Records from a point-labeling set
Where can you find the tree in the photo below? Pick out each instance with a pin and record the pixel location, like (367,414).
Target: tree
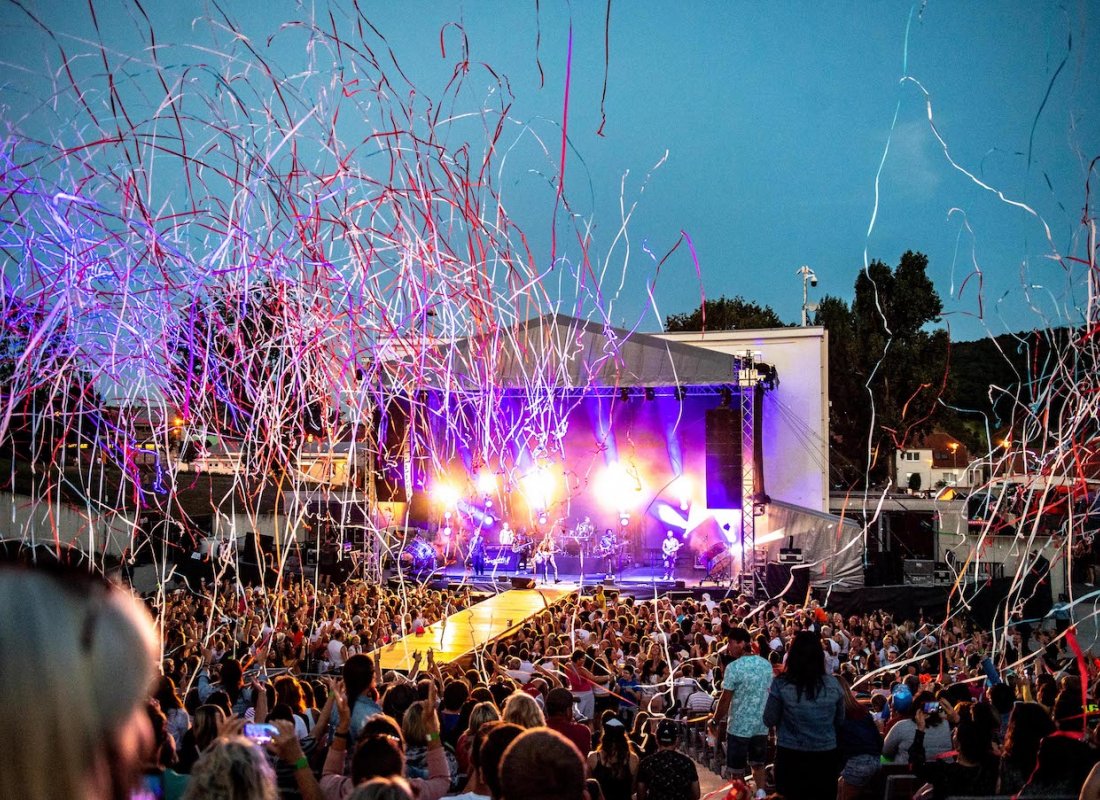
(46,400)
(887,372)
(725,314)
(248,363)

--

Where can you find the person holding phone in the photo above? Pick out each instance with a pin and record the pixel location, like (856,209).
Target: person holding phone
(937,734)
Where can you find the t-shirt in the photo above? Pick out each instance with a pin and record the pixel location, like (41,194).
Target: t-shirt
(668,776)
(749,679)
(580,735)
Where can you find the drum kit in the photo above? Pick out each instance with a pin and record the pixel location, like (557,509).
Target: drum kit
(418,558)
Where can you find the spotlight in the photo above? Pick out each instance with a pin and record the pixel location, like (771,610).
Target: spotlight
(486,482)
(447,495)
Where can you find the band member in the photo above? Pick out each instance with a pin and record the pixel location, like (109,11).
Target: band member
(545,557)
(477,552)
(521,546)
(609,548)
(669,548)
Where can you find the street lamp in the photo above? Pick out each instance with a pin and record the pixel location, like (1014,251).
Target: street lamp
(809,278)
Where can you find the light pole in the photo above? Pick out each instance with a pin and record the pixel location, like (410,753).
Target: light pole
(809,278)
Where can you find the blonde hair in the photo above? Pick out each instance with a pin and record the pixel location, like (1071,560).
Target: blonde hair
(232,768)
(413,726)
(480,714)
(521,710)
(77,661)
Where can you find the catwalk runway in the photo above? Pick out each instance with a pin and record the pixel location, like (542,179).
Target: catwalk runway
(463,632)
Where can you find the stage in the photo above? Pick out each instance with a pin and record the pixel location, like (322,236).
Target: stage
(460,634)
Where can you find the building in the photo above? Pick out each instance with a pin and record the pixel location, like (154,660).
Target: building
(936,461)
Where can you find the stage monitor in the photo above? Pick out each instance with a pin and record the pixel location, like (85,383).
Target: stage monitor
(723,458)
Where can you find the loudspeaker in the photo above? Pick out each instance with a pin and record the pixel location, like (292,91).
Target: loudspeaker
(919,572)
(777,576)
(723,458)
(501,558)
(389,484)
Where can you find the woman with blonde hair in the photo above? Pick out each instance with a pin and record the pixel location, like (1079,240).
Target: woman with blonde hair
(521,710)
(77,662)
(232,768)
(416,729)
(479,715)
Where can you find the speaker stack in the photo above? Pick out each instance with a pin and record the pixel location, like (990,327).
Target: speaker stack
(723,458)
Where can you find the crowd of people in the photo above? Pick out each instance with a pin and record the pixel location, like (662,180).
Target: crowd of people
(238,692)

## What you have to do
Count the lines above that contain the string "person": how many are there? Reply with the number only.

## Correct result
2